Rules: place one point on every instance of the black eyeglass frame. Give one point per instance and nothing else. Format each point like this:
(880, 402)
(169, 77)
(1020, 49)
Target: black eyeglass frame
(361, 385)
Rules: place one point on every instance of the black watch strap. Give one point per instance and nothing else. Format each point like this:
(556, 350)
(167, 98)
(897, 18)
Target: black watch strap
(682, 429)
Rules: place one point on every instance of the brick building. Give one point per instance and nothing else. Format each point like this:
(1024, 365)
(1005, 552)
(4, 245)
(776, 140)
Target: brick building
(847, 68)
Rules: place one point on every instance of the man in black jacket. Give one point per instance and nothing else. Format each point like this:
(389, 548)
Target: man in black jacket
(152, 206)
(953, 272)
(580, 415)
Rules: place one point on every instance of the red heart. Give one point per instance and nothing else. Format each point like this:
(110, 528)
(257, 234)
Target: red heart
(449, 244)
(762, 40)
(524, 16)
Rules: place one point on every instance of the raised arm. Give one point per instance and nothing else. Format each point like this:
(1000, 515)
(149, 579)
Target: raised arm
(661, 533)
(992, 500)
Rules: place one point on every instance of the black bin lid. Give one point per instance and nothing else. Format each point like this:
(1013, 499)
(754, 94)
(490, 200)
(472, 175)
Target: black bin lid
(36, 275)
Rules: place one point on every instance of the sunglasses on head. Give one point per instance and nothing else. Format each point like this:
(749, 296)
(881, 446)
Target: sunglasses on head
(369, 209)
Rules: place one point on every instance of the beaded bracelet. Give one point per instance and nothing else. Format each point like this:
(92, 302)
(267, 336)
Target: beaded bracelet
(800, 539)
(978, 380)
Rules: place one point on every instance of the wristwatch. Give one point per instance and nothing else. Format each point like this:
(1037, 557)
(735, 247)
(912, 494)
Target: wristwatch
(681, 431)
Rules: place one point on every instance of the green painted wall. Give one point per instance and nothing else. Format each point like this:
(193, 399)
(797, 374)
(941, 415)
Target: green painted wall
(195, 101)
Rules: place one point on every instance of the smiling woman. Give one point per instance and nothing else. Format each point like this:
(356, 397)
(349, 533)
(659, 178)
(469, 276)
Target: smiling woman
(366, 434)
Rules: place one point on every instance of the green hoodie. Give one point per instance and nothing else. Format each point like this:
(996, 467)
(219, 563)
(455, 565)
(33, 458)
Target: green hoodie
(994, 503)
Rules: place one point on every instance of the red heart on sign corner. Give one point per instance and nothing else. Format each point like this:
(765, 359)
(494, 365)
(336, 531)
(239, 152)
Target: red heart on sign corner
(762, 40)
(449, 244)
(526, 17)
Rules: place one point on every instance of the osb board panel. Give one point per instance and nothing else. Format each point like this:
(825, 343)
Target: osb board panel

▶ REQUIRED TASK
Copy out all the records above with every "Target" replaced by "Label", and leave everything else unchanged.

▶ CORRECT RESPONSE
Rules: place one point on every instance of the black eyeglass frame. Give one point per instance and nothing else. Format each point like this:
(880, 402)
(169, 77)
(1020, 49)
Label: black eyeglass frame
(361, 385)
Rules: place one point on every instance of the black watch strap. Give one point per instance and nothing else. Format each point like this:
(556, 350)
(167, 98)
(897, 18)
Label: black watch strap
(682, 429)
Rules: place one point on every instance of the brick building. Give one point per instance and nothing else. Format each point like this:
(1024, 365)
(1005, 552)
(4, 245)
(776, 140)
Label: brick building
(847, 68)
Rules: place one point on every instance of the man in black jacket. Give one point per instance and nothing else. Format each point like this:
(389, 548)
Label: man in black jacket
(152, 206)
(953, 272)
(580, 415)
Rules: place one point on every instance of the red heart. Give one point per instance and nothing else. Format each point like this:
(110, 528)
(257, 234)
Label: red heart
(449, 244)
(762, 40)
(524, 16)
Rules: place one point on every instance of the raised arm. Give one point per instance and nothing else. Format each point like this:
(1000, 515)
(149, 579)
Label: raised arm
(661, 533)
(992, 500)
Rules: place one point on every instance of the black bin lid. Give one point per instance and nothing else. Format each point like this:
(1013, 499)
(754, 94)
(490, 200)
(472, 175)
Label: black bin lid
(36, 275)
Rules: place one point on every instance of the sunglasses on head. Give one point per instance and nothing else. Format each point like this:
(749, 296)
(881, 446)
Label: sunglasses on head
(369, 209)
Rules: place one point on every instance of the beaded bracelet. Give one point per instance and nothing else. Format each point like this:
(92, 302)
(267, 336)
Label: beaded bracelet
(800, 539)
(978, 380)
Rules: place one point on every instance of the wristwatch. Give one point per instance and nothing else. Format each point like this:
(1037, 557)
(735, 247)
(912, 494)
Label: wristwatch
(681, 431)
Rules: place one point on every instance of the green painted wall. Give one point per instance and nothing else. Format each point like this:
(193, 399)
(797, 374)
(941, 415)
Label: green painted wall
(195, 101)
Rules: place one point on every instance of the smiling woman. Give one point per instance and nothing else. Format each point like this:
(356, 397)
(349, 533)
(659, 178)
(469, 276)
Label: smiling woman
(366, 434)
Rules: place one point on every instance of the green hoodie. Give one point per instance and nothing else. Format each point like this:
(996, 467)
(219, 563)
(455, 565)
(33, 458)
Label: green hoodie
(994, 503)
Rules: place one point on every instance of the red heart on sign corner. Give one point per instance and nothing else. Format each point like this:
(765, 359)
(494, 365)
(336, 531)
(239, 152)
Label: red heart on sign corner
(762, 40)
(449, 244)
(526, 17)
Rules: place one point on every instance of the osb board panel. Give one point per instance and nothing else. Format each point like this:
(825, 343)
Label: osb board panel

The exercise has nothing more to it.